## Aufgabenliste
[A] Geben Sie für jede der folgenden Aussagen mit Ja oder Nein an, ob sie mit dem Auszug über die Entschädigungsklage übereinstimmt, und zitieren Sie jeweils wörtlich die entscheidenden Worte des Auszugs. (i) Die Klägerin verklagte das beklagte Land auf eine Entschädigung nach dem AGG. (ii) Das beklagte Land hielt den Nachweis einer konkreten Gefahr für den Schulfrieden für notwendig. (iii) Die Klägerin erklärte, sie werde das Kopftuch im Unterricht ablegen.
[B] Setzen Sie den Auszug über die Entschädigungsklage nach seinem letzten Satz fort.

## Seitenauszug
▶

Die Klägerin erklärte, sie werde das Kopftuch auch im Unterricht nicht ablegen.
 

Klägerin verlangt Entschädigung vom Land Berlin

Nachdem ihre Bewerbung erfolglos geblieben war, verklagte die Klägerin das beklagte Land auf Zahlung einer Entschädigung nach dem Allgemeinen Gleichbehandlungsgesetz (AGG). Sie vertrat die Auffassung, das beklagte Land habe sie entgegen den Vorgaben des AGG wegen ihrer Religion benachteiligt. Zur Rechtfertigung dieser Benachteiligung könne das beklagte Land sich nicht erfolgreich auf § 2 Berliner Neutralitätsgesetz berufen. Dies ergebe sich daraus, dass das darin geregelte pauschale Verbot, innerhalb des Dienstes ein muslimisches Kopftuch zu tragen, gegen die durch Art. 4 Grundgesetz (GG) geschützte Glaubensfreiheit verstoße. Das beklagte Land wandte gegen die Argumentation der Klägerin ein, dass das Berliner Neutralitätsgesetz verfassungsgemäß und auch unionsrechtskonform sei. Die darin geregelte Verpflichtung der Lehrkräfte, im Dienst keine auffallenden religiös geprägten Kleidungsstücke zu tragen, stelle eine wesentliche und entscheidende berufliche Anforderung iSv. § 8 Abs. 1 AGG bzw. der unionsrechtlichen Vorgaben  dar. Angesichts der Vielzahl von Nationalitäten und Religionen, die in der Stadt vertreten seien, sei eine strikte Neutralität im Unterricht aus präventiven Gründen erforderlich. Des Nachweises einer konkreten Gefahr für den Schulfrieden oder die staatliche Neutralität bedürfe es nicht.

◀

## Aufgelistete Einträge
▶

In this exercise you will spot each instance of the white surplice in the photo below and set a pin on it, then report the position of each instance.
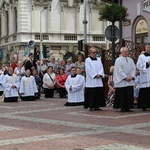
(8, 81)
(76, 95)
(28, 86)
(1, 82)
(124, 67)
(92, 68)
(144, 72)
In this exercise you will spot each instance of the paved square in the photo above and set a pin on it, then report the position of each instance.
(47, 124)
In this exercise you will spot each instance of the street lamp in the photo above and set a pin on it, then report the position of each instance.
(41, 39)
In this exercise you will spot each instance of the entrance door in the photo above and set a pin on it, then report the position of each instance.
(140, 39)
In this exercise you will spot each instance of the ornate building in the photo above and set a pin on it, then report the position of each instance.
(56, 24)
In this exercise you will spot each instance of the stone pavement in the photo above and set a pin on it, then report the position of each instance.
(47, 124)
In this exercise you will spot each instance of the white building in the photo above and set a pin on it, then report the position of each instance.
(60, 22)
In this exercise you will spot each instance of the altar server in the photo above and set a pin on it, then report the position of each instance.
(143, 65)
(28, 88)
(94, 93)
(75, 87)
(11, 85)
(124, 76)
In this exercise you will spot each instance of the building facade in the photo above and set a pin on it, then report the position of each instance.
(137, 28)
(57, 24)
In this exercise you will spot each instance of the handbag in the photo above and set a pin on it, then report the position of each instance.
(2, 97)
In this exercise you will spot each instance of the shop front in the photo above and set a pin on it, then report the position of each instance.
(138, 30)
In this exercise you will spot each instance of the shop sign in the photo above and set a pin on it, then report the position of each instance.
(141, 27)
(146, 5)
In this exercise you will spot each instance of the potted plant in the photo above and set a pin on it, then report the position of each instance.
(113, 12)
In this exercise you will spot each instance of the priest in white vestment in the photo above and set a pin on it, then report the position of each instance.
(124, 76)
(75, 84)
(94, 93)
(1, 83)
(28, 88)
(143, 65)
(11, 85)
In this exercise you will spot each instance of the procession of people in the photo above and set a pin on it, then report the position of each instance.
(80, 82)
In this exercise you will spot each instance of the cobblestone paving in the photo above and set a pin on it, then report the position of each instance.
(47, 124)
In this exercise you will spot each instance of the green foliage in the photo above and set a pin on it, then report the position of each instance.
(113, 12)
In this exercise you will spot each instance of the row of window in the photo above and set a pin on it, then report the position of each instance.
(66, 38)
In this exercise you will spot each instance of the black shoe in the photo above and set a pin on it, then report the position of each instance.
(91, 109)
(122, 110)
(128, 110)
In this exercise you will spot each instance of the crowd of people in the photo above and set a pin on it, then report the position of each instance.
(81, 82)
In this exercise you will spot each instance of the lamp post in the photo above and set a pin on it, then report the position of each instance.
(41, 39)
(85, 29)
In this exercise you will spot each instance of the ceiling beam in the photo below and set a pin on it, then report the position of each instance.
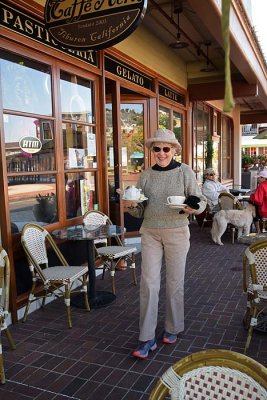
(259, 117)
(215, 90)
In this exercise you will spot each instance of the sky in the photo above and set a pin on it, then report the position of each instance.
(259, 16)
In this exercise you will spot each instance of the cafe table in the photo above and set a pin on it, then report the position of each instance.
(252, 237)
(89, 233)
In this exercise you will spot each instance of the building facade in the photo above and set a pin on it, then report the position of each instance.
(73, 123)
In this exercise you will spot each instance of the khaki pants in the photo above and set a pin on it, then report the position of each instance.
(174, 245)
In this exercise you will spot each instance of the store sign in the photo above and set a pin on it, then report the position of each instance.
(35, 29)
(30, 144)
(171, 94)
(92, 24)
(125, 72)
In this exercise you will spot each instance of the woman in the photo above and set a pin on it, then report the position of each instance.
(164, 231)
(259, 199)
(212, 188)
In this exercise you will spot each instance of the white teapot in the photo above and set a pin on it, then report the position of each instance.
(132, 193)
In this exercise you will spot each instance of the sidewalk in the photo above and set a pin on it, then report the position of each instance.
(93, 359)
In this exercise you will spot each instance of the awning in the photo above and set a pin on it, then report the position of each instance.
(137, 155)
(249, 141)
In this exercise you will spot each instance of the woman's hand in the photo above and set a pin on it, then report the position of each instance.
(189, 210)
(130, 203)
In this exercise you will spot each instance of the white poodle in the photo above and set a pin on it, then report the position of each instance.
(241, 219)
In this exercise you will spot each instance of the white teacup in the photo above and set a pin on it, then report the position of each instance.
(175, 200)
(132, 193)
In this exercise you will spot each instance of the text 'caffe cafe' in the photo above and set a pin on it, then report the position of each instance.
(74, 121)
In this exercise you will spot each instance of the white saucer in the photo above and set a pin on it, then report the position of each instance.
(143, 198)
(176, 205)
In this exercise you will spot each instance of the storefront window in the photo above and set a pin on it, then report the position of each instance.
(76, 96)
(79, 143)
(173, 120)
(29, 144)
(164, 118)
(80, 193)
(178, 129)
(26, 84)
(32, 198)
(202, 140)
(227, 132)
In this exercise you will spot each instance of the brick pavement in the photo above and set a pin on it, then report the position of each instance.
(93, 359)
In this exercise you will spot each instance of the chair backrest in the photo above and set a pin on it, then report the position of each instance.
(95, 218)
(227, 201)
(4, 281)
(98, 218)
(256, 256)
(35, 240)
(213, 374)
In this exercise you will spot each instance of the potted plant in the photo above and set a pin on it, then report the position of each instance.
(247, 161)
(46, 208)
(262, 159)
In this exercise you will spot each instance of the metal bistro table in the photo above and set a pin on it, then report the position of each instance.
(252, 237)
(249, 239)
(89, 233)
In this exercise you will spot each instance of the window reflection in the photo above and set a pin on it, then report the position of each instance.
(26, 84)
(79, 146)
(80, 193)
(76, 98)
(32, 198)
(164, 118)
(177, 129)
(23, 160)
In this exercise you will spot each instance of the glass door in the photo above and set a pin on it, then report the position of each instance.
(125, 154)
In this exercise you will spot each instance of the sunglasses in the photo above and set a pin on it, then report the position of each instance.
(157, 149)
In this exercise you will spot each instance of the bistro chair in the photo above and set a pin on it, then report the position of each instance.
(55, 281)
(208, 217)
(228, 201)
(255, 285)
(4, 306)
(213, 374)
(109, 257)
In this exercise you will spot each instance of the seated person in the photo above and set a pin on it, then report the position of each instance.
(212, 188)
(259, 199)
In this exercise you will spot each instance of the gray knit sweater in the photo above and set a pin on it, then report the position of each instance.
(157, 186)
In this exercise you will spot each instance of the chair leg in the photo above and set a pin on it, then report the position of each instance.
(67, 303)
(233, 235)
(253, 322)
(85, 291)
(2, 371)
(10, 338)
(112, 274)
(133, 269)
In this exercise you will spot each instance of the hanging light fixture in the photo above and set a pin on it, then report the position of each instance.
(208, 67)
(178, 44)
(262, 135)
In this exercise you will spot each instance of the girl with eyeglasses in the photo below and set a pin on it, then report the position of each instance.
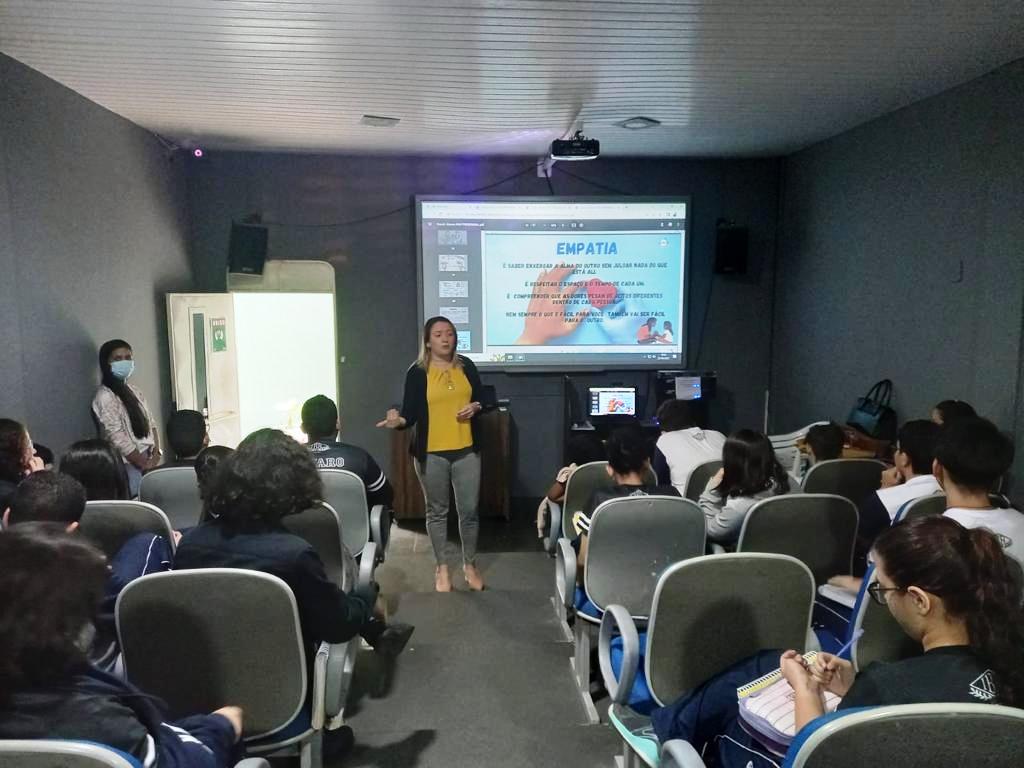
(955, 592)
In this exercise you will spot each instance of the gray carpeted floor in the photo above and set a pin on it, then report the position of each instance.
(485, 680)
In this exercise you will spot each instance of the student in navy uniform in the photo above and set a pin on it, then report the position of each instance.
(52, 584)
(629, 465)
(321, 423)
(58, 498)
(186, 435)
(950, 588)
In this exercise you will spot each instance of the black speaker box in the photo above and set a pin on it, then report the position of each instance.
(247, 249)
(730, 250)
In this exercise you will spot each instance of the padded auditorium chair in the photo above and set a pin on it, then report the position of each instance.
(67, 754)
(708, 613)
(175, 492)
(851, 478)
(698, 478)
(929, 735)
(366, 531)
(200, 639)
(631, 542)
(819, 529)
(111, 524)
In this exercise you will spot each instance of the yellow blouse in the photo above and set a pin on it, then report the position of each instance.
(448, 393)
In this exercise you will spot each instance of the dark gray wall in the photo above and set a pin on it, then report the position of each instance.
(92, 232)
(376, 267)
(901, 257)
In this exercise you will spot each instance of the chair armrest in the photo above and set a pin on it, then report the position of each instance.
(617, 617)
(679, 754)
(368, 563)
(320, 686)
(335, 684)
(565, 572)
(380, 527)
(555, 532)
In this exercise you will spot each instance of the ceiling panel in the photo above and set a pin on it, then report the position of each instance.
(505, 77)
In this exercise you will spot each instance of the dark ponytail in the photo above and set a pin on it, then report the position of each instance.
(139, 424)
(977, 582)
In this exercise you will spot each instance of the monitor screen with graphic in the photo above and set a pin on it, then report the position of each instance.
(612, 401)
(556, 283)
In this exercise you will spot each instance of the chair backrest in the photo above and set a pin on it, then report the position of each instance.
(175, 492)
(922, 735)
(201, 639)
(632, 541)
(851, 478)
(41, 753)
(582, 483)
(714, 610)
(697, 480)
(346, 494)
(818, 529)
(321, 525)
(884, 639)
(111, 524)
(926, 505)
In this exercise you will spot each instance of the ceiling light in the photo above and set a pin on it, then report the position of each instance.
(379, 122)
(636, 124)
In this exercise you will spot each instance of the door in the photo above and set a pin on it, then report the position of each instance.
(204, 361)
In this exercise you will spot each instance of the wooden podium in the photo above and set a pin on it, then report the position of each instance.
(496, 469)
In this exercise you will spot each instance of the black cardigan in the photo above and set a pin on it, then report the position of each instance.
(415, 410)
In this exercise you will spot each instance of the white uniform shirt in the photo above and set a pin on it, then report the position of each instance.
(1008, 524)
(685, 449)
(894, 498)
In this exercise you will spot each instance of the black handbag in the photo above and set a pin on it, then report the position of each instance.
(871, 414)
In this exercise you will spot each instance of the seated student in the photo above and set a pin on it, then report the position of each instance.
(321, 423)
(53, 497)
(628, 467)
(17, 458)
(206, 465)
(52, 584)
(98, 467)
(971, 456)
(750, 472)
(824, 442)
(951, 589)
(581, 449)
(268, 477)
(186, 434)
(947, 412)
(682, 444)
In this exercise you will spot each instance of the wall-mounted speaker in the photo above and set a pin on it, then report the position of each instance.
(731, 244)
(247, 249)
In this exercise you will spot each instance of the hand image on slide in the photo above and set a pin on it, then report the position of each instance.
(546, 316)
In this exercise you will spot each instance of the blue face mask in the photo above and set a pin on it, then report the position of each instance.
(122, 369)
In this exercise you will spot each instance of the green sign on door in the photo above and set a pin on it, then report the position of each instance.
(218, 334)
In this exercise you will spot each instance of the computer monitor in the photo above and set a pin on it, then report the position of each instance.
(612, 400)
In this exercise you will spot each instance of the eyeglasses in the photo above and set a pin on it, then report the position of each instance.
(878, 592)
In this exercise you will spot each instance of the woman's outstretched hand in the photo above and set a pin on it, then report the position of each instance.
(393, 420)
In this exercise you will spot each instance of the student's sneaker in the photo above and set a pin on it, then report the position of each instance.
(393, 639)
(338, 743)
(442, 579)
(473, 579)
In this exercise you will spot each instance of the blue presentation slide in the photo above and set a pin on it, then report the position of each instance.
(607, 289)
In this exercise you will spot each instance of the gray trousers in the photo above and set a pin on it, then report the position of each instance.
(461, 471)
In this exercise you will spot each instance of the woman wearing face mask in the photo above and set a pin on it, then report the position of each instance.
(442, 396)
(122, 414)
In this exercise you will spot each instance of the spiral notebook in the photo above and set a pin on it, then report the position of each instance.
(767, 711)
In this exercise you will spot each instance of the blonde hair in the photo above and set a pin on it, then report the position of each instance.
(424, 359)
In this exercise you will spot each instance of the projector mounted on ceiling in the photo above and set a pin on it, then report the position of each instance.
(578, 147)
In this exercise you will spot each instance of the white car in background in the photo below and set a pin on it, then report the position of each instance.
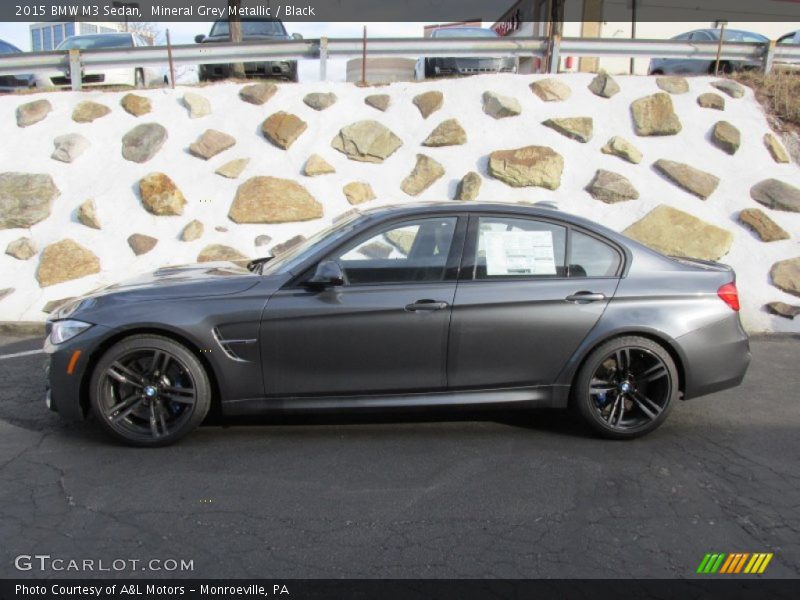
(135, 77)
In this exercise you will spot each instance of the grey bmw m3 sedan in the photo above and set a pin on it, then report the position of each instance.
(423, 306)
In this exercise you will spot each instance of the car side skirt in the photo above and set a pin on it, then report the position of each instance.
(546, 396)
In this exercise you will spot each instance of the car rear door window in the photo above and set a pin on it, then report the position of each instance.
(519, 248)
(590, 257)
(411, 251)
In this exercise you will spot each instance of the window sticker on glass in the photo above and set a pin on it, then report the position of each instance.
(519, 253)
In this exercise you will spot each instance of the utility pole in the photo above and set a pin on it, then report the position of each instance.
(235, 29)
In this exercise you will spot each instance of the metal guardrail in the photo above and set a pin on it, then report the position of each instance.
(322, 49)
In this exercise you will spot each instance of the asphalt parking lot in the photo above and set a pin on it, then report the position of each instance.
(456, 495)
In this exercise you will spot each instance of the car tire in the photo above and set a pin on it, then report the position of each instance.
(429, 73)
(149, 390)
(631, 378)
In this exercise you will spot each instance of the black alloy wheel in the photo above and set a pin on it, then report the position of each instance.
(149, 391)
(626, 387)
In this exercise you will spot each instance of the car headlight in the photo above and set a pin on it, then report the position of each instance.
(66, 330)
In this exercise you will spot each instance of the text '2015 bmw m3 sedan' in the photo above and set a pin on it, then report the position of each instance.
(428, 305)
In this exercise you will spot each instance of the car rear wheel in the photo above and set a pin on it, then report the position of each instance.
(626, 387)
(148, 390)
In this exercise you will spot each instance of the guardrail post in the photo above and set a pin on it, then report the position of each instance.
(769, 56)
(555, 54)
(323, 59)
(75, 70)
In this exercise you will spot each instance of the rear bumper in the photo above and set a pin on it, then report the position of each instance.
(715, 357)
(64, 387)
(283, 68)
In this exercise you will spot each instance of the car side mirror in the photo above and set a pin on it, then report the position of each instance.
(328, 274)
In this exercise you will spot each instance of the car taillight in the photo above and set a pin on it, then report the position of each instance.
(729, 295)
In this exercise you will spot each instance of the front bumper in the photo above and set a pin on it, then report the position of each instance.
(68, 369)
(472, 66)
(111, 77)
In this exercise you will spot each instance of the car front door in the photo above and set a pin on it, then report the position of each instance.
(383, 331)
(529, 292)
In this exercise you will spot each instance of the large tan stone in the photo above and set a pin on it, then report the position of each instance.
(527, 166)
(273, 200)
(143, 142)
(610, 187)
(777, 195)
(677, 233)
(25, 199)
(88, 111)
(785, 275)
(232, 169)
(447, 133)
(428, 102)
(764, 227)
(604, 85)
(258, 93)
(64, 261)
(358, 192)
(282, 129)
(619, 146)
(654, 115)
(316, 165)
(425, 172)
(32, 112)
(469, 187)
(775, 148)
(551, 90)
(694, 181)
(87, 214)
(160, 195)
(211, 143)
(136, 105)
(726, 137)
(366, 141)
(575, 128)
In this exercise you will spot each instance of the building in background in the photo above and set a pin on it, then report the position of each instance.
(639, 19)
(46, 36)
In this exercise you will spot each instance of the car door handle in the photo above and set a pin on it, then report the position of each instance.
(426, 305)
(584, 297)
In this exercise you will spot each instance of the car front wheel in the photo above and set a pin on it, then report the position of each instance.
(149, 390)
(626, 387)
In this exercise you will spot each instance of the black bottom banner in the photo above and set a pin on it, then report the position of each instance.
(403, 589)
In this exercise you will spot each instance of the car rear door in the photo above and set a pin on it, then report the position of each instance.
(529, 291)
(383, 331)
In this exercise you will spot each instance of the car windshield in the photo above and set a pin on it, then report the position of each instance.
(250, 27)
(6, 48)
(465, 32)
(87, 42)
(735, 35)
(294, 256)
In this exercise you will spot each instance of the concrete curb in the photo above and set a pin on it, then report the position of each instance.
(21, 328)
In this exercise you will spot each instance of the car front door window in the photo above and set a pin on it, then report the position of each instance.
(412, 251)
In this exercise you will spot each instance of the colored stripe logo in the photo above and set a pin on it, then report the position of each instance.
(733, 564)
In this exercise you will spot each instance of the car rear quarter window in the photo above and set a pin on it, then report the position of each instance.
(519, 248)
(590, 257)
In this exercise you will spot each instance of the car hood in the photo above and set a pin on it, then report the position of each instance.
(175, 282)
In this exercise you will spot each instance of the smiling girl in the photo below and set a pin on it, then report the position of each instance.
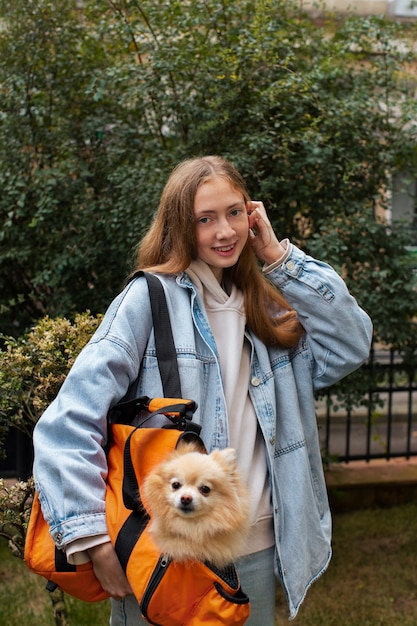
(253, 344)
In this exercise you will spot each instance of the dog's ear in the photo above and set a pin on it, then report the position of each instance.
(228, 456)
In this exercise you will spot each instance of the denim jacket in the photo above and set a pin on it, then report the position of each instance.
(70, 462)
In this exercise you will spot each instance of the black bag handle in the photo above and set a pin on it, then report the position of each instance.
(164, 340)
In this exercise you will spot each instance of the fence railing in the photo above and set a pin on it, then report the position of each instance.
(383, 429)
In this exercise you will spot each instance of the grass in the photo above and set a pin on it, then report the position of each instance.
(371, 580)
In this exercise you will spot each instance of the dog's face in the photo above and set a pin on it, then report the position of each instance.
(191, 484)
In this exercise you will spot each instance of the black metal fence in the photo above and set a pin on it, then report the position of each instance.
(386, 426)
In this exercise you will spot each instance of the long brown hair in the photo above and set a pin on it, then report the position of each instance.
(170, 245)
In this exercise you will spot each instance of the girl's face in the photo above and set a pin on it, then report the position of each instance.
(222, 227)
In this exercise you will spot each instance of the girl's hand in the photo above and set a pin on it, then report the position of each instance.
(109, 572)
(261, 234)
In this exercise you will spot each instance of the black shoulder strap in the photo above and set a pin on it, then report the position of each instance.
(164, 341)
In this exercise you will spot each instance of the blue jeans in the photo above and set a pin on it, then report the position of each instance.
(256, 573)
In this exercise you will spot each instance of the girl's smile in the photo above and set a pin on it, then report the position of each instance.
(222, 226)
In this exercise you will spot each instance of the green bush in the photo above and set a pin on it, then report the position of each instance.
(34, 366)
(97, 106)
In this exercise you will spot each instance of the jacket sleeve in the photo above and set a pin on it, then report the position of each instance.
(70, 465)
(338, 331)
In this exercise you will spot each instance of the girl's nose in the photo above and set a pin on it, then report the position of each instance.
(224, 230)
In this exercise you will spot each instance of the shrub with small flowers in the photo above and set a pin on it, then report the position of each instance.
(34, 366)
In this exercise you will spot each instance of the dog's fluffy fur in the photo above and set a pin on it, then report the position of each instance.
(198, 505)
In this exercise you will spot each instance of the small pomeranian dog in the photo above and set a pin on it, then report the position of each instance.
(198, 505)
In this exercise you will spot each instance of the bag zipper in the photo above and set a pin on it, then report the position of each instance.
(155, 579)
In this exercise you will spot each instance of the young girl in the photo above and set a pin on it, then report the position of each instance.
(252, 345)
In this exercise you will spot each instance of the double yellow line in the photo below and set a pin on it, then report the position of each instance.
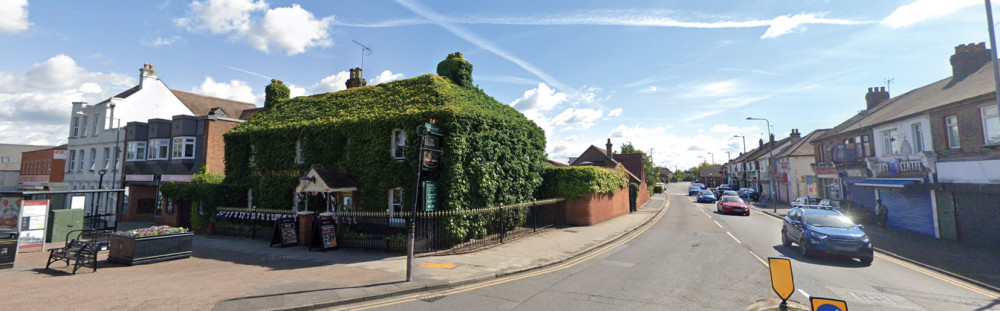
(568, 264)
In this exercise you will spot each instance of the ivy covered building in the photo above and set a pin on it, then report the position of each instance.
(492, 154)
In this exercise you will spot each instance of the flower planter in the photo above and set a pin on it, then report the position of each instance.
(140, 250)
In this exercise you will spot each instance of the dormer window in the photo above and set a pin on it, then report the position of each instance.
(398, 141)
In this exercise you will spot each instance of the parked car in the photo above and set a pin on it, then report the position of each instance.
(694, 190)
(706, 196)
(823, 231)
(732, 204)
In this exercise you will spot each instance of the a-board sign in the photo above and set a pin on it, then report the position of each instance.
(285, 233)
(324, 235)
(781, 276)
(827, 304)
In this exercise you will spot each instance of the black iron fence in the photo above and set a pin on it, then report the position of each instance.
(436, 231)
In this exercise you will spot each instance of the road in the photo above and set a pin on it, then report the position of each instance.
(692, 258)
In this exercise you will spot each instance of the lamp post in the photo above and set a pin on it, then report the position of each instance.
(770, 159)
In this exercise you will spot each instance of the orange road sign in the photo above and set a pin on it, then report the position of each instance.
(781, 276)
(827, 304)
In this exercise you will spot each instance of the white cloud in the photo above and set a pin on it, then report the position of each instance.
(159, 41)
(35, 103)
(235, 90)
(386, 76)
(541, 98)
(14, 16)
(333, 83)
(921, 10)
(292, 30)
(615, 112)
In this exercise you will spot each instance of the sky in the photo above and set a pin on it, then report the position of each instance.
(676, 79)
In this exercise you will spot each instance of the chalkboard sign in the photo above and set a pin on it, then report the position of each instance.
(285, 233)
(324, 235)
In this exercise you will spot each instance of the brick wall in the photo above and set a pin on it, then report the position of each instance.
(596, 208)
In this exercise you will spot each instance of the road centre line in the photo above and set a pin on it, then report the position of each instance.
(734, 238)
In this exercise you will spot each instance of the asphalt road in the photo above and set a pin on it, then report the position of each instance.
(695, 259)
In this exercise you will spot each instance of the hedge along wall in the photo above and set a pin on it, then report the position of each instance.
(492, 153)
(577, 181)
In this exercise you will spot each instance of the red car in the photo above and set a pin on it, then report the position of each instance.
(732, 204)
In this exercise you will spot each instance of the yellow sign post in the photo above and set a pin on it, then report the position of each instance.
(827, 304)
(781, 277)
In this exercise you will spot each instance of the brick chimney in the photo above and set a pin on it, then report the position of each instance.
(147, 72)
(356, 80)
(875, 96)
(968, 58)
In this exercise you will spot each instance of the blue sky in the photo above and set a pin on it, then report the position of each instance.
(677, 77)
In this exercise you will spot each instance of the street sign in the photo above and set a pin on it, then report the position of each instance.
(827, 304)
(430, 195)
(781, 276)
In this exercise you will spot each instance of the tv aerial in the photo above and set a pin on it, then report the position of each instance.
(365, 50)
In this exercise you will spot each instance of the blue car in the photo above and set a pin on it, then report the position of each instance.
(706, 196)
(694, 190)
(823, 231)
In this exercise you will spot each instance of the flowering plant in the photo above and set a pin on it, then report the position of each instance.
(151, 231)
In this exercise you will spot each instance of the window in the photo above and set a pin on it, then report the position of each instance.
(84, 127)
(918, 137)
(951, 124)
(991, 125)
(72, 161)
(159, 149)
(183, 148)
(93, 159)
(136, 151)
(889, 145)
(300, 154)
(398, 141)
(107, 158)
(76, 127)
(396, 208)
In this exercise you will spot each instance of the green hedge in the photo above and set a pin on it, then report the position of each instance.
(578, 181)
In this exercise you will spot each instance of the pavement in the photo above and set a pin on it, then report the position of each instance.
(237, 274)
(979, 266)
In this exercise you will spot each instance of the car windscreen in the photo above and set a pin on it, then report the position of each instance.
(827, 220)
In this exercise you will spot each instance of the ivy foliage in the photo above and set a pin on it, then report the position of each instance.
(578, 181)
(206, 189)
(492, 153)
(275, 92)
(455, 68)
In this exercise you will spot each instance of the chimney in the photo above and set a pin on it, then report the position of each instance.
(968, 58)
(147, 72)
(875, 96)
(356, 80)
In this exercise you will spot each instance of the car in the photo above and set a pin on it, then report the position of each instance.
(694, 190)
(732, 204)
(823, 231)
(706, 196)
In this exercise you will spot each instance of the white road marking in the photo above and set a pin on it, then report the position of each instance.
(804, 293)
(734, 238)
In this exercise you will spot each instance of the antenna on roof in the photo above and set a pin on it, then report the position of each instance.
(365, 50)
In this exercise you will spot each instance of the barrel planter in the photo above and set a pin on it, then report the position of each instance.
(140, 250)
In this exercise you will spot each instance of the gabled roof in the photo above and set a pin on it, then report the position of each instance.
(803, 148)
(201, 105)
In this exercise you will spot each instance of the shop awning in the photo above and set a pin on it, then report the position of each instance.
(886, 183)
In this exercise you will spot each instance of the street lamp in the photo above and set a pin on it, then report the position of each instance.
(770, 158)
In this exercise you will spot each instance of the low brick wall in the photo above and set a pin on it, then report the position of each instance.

◀

## Antworten unten
[A]
(i) Ja: „verklagte die Klägerin das beklagte Land auf Zahlung einer Entschädigung nach dem Allgemeinen Gleichbehandlungsgesetz (AGG)“
(ii) Nein: „Des Nachweises einer konkreten Gefahr für den Schulfrieden oder die staatliche Neutralität bedürfe es nicht.“
(iii) Nein: „sie werde das Kopftuch auch im Unterricht nicht ablegen“

[B]
Der Weg durch die Instanzen

Erstinstanzlich war der Klage kein Erfolg beschieden.
 
Auf die Berufung der Klägerin gegen die Entscheidung des Arbeitsgerichts hat das Landesarbeitsgericht (LAG) das beklagte Land zur Zahlung einer Entschädigung iHv. 5.159,88 Euro verurteilt.
 
Gegen diese Entscheidung legte das beklagte Land Revision beim Bundesarbeitsgericht (BAG) ein, mit der es sein Begehren nach Klageabweisung weiterverfolgte. Die Klägerin legte Anschlussrevision ein, mit der sie die Zahlung einer höheren Entschädigung begehrte.
 

Bundesarbeitsgericht sieht Benachteiligung iSv. § 3 Abs. 1 AGG

Sowohl die Revision des beklagten Landes als auch die Anschlussrevision der Klägerin hatten keinen Erfolg.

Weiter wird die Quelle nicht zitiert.